* **OBJECTIVE**
Count the lines in the items below that contain the string "blue", matching case exactly. Reply with the number alone.
--- BEGIN RECORDED INFORMATION ---
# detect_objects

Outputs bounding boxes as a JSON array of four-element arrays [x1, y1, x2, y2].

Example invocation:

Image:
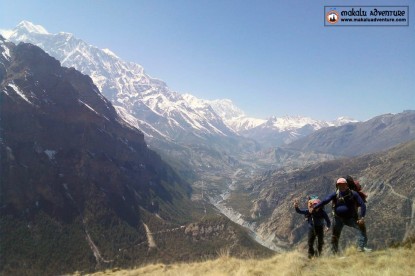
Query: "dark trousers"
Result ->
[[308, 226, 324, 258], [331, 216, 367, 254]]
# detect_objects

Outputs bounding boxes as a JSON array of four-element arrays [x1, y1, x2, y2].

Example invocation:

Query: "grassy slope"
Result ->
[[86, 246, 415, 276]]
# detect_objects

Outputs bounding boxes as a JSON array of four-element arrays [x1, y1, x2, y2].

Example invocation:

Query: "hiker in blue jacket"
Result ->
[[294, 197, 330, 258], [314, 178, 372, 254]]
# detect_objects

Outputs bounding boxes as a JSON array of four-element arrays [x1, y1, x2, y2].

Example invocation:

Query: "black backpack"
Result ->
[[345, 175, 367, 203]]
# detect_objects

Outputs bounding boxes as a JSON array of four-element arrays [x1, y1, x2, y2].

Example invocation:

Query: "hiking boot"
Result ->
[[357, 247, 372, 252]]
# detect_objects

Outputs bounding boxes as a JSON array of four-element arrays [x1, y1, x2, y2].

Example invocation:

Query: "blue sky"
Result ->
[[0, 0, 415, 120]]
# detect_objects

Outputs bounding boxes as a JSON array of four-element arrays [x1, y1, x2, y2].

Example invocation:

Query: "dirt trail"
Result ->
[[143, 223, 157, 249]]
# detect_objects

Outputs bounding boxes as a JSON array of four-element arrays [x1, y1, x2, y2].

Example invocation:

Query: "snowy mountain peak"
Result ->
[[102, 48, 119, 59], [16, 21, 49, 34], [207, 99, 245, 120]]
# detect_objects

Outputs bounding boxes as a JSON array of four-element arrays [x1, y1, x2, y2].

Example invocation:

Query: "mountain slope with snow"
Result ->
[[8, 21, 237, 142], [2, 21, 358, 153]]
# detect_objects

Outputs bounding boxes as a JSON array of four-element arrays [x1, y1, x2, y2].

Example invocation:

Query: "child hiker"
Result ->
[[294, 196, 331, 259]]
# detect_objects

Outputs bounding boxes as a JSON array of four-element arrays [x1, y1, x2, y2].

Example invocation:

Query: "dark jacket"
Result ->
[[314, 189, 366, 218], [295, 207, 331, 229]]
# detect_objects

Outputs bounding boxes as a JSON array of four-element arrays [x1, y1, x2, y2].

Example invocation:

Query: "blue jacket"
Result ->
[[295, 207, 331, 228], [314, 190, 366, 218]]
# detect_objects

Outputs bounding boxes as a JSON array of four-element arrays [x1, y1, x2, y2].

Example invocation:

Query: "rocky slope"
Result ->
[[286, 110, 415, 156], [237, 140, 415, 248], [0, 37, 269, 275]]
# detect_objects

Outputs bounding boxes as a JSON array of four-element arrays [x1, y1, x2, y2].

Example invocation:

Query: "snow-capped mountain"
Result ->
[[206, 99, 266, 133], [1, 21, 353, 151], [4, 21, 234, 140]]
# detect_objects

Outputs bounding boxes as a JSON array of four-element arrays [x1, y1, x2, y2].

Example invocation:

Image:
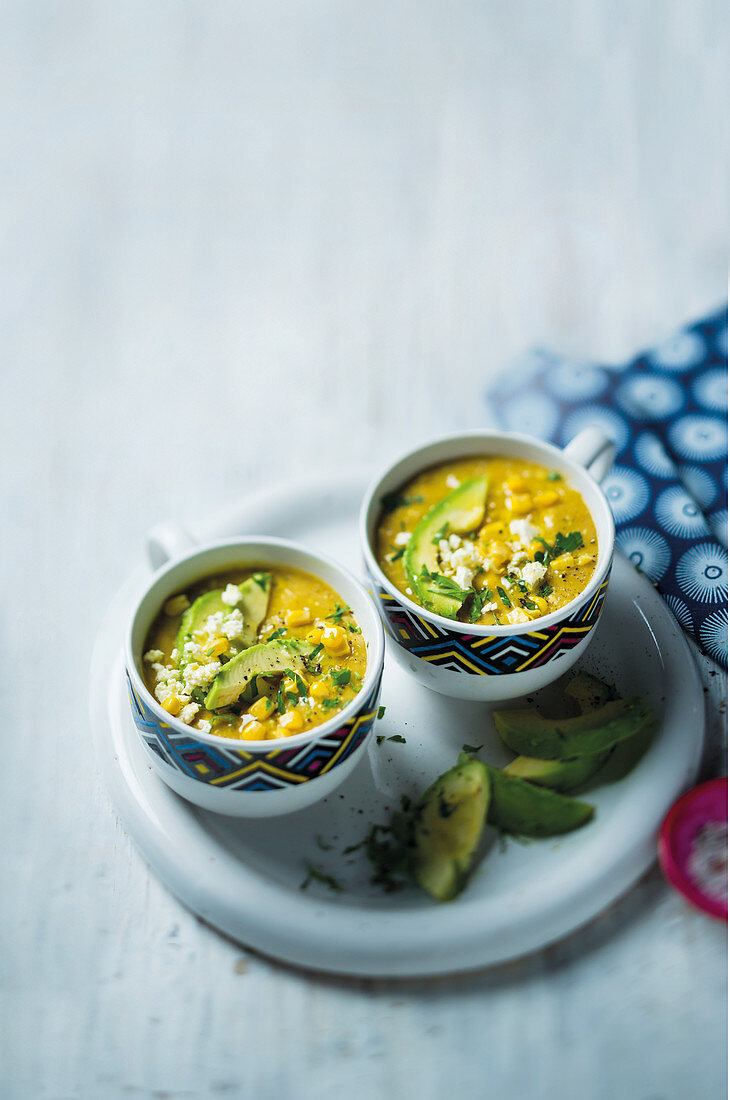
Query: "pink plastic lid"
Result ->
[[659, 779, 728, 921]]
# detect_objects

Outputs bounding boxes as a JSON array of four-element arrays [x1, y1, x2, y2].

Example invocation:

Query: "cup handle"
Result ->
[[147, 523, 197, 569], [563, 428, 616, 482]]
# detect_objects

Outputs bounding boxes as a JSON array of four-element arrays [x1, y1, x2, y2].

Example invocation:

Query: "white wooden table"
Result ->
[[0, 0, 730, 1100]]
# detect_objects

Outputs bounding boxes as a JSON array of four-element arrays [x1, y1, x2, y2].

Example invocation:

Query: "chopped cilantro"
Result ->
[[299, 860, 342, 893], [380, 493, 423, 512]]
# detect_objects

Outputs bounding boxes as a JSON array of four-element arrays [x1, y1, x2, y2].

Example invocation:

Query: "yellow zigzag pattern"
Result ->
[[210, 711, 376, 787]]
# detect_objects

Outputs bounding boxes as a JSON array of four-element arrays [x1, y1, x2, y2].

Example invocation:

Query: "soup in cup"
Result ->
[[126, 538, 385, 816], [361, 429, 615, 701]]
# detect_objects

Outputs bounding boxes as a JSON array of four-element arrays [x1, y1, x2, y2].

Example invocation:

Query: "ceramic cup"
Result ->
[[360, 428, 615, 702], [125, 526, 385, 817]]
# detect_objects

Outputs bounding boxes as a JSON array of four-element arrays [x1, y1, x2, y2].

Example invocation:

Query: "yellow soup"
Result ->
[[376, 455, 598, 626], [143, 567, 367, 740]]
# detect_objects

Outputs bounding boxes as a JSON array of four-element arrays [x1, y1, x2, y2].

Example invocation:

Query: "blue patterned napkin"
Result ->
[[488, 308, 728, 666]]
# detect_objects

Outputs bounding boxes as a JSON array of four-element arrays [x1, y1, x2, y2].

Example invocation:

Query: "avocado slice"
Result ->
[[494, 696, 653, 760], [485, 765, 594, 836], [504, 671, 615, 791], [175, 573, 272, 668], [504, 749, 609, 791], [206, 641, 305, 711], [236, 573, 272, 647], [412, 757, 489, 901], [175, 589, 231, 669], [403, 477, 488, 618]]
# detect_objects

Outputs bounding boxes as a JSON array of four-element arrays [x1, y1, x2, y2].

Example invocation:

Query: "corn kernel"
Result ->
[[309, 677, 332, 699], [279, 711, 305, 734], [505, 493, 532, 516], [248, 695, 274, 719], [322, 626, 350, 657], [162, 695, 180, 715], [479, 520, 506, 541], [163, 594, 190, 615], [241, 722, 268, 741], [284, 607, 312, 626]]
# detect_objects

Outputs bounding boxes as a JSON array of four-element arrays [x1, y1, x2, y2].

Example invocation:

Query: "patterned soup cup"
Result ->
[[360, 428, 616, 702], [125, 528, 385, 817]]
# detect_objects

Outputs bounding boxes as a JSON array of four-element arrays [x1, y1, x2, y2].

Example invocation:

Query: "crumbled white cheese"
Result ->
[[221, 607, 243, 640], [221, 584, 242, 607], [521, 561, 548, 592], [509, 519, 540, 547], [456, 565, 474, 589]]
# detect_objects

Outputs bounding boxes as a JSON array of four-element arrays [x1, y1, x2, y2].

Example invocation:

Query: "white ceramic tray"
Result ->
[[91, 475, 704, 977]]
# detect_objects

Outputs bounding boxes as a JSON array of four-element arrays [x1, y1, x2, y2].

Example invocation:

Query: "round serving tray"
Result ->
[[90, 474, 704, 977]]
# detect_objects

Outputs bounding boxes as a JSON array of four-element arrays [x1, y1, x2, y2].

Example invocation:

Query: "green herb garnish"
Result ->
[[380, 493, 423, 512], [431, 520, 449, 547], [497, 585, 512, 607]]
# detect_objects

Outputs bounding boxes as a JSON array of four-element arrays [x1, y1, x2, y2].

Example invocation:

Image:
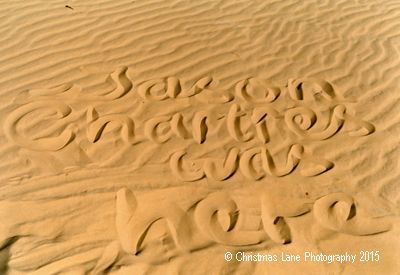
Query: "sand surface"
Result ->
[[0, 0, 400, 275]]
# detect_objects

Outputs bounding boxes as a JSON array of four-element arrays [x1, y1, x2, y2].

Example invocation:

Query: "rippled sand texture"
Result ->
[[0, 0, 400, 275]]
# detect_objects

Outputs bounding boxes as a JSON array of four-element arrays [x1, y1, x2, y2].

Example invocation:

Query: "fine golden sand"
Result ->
--- END RECORDED INFORMATION ---
--- BEGIN RECORDED INFORMATION ---
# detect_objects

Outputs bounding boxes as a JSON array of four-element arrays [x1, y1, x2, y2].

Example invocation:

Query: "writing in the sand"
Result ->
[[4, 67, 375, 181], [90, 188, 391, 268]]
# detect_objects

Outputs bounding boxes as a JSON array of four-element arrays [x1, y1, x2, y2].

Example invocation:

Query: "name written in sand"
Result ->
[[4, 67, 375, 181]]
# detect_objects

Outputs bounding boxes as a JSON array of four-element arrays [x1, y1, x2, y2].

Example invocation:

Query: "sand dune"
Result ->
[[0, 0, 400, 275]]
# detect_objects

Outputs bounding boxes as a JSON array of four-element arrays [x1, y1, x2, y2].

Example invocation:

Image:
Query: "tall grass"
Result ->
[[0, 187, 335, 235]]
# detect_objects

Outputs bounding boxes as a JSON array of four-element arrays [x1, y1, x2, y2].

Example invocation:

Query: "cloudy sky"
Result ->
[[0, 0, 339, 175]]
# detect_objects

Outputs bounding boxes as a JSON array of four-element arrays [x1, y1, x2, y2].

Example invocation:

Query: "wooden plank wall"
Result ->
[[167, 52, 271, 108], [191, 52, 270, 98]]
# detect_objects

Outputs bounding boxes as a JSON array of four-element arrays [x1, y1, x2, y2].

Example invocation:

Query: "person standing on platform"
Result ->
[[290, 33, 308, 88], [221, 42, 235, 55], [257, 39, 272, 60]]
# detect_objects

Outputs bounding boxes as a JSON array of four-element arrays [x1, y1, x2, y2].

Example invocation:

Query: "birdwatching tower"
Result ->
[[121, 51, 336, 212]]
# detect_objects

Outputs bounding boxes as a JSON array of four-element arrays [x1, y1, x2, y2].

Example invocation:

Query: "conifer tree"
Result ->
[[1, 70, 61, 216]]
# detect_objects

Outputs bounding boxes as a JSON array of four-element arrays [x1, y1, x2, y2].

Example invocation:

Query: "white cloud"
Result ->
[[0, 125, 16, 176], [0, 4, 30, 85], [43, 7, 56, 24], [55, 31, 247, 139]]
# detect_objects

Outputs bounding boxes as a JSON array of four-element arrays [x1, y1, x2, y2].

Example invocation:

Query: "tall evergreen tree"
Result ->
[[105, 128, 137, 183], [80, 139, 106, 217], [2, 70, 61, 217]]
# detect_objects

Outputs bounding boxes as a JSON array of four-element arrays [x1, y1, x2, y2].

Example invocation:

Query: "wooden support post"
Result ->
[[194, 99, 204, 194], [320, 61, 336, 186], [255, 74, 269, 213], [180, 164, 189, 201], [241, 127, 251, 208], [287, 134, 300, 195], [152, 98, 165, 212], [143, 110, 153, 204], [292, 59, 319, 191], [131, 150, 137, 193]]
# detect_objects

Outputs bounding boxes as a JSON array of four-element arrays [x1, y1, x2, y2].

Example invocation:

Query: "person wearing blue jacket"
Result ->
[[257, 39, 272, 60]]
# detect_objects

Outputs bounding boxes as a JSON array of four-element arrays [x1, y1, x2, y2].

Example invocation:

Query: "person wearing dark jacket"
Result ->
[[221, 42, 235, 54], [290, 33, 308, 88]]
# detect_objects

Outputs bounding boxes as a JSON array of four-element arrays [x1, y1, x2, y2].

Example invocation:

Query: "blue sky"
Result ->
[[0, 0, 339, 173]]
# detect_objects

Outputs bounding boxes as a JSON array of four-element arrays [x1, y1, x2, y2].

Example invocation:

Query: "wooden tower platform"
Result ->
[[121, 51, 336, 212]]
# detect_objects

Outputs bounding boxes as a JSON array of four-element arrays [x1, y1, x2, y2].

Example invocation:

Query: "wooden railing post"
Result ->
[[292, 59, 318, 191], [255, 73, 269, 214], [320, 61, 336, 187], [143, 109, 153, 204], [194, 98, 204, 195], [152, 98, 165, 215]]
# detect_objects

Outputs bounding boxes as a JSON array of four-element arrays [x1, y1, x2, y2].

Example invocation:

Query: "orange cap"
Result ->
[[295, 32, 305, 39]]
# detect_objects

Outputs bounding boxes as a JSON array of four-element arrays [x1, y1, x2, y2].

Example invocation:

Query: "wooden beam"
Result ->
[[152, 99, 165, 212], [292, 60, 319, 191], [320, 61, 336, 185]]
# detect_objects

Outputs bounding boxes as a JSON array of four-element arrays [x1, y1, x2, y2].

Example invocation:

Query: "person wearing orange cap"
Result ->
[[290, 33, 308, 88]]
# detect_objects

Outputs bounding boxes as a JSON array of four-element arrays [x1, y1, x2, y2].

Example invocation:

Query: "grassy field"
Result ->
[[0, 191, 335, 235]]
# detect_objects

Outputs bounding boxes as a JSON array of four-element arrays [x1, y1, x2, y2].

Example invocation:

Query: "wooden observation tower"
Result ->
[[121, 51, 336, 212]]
--- END RECORDED INFORMATION ---
* **TASK RESULT**
6